IL PRIMO MUSEO DELLA LIGURIA OCCIDENTALE

    Ai numerosi connazionali colti e interessati alla storia e alle tradizioni locali, Clarence Bicknell offrì nel 1888 un luogo ove riunirsi e coltivare gli studi, in un ambiente raccolto e sereno: un museo, il primo Museo della Liguria occidentale, un edificio che fondeva armoniosamente il caratteristico stile di chiesa protestante col portico e le decorazioni di tipo mediterraneo, in un parco che rappresentava in sintesi la ricchezza botanica della regione, che allora tutti ci invidiavano.

    Nel grande salone centrale si succedettero presto conferenze, concerti, esposizioni, riunioni, serate di beneficenza, mentre le sue pareti venivano popolandosi di vetrine ove erano raccolte le più diverse testimoniante storiche e naturalistiche della regione; colleziosi botaniche, mineralogiche, faunistiche, (in particolare, i reperti romani provenienti dagli scavi di Albintimilium, che in quegli anni Girolamo Rossi stava conducendo, ma che i proprietari dei terreni circostanti vendevano a privati; salvando così un prezioso patrimonio, e oggetti preistorici provenienti dalle caverne del Finale), e contemporaneamente veniva costituendosi il primo nucleo di una biblioteca.

### CONSEGNA DELL'ESERCIZIO
Per favore, indica in che anno Clarence Bicknell offrì il museo descritto nel brano sul primo museo della Liguria occidentale.

### DATI REGISTRATI
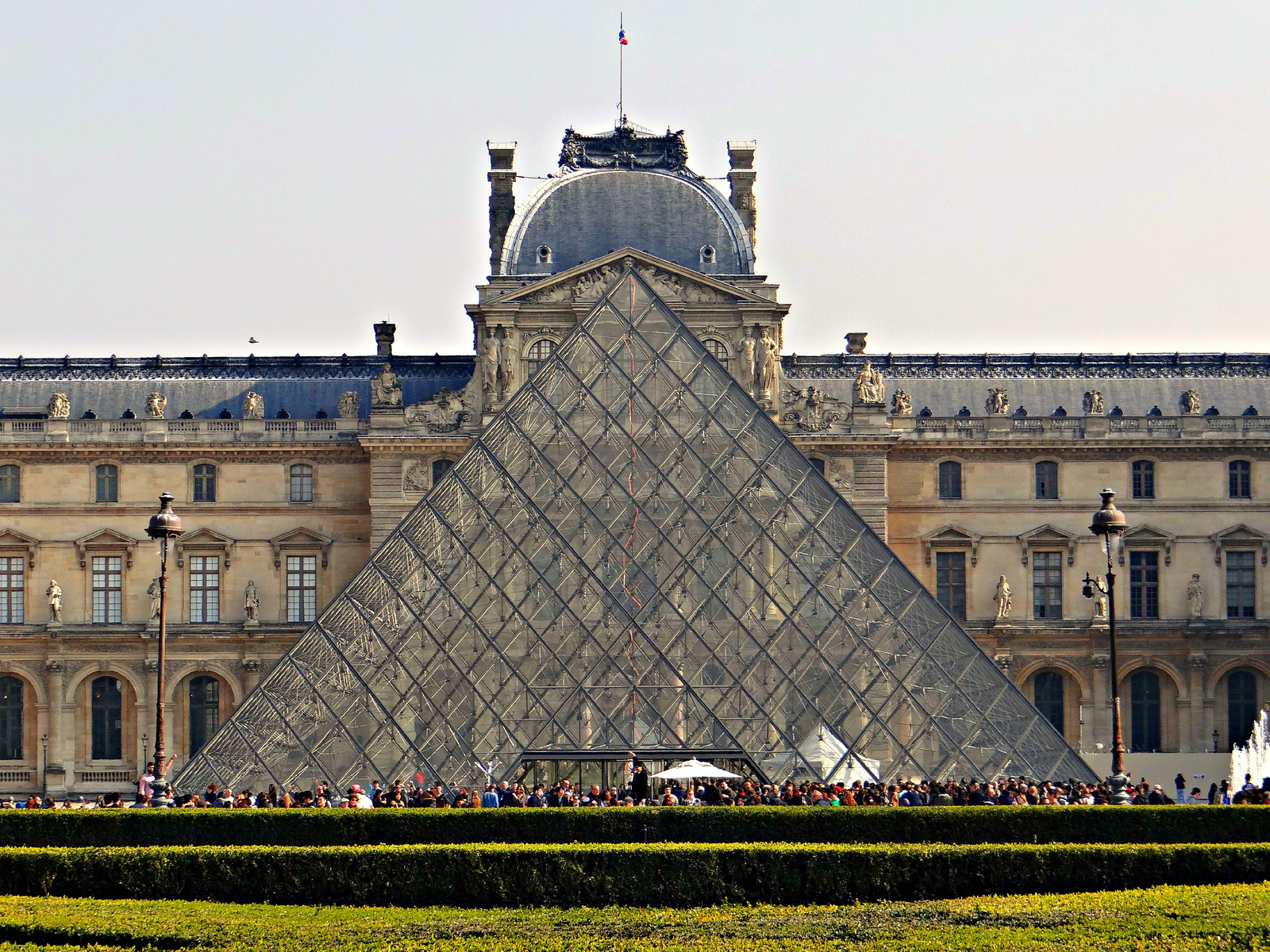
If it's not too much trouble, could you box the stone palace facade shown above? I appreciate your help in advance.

### RISPOSTA ALLA CONSEGNA
Nel 1888.